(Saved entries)

***

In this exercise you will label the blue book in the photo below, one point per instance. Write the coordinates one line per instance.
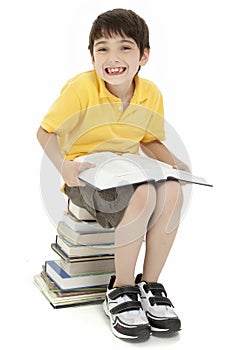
(67, 282)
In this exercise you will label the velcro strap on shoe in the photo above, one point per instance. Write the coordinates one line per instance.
(126, 306)
(158, 300)
(156, 288)
(120, 291)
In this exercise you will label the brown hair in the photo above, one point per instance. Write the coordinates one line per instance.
(125, 23)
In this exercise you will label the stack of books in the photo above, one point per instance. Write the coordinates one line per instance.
(85, 264)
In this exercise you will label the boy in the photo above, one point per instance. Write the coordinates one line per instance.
(112, 109)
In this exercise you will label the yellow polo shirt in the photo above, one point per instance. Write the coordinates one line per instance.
(87, 118)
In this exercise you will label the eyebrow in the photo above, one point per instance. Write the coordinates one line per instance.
(120, 41)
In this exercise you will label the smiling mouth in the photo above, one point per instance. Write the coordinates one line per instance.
(113, 71)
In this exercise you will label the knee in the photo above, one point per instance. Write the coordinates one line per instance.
(174, 193)
(145, 195)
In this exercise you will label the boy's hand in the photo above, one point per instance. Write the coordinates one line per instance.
(70, 171)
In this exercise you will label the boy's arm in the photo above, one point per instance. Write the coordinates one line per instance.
(158, 150)
(69, 170)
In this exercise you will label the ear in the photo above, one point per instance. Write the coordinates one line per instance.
(145, 57)
(92, 60)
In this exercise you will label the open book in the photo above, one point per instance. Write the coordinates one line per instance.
(114, 170)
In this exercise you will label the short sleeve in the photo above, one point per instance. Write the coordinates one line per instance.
(155, 127)
(62, 115)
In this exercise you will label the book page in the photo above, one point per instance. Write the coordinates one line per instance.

***

**Work item:**
Retype the data in full. Images do not go in the copy.

**Response box:**
In this exercise you will label the blue book in the photo below, one point per instance. Write the coordinates one line per instance.
(67, 282)
In this exercise you will label the velcro strap on shoe in the photo above, one point per instance. Write the coordinates one line per instance.
(126, 306)
(158, 300)
(156, 288)
(120, 291)
In this exercise you will label the brown hair in the photo above, one point per instance. Write the coordinates one line per instance.
(125, 23)
In this exercise you will label the stack of books in the photo above, one point per instance. Write the coordinates one line per instance.
(85, 264)
In this exercise you will label the boy in the photo above, one point per instance. Write the coordinates one line per instance.
(112, 109)
In this exercise you will label the yellow polo shirt in the photo above, one point per instance. Write the coordinates one line per instance.
(87, 118)
In this exercise you will label the eyebrow in the photo above, one point per instance. Write the coordinates one line per instance.
(120, 41)
In this exercise you will label the smiling mouth in the photo above, one point per instance. Write the coordinates one line per instance.
(113, 71)
In this exercise you will label the knee in the photo above, one point per instance. Write the coordinates one line per instance.
(174, 193)
(145, 195)
In this exercise you will label the boy's hand in the photo above, one point per instance. Write the coordinates one line per instance.
(70, 171)
In this exercise you will label the boy's arm in the photo above, one point per instance. Write the coordinates one line per instance.
(158, 150)
(69, 170)
In this exercise you will label the ear in the photo above, one point per instance. Write the coordinates one line per instance.
(145, 57)
(92, 60)
In this exercise you will label the open book in the photo above, one point per instance. Write the coordinates one line per instance.
(114, 170)
In this exercise you will label the short sleeve in the photo above, one point per instance. Write the coordinates one line per instance.
(155, 127)
(62, 115)
In this exercise you will label the book page in the photo above, one point per instance. Write the coordinates one line per instance.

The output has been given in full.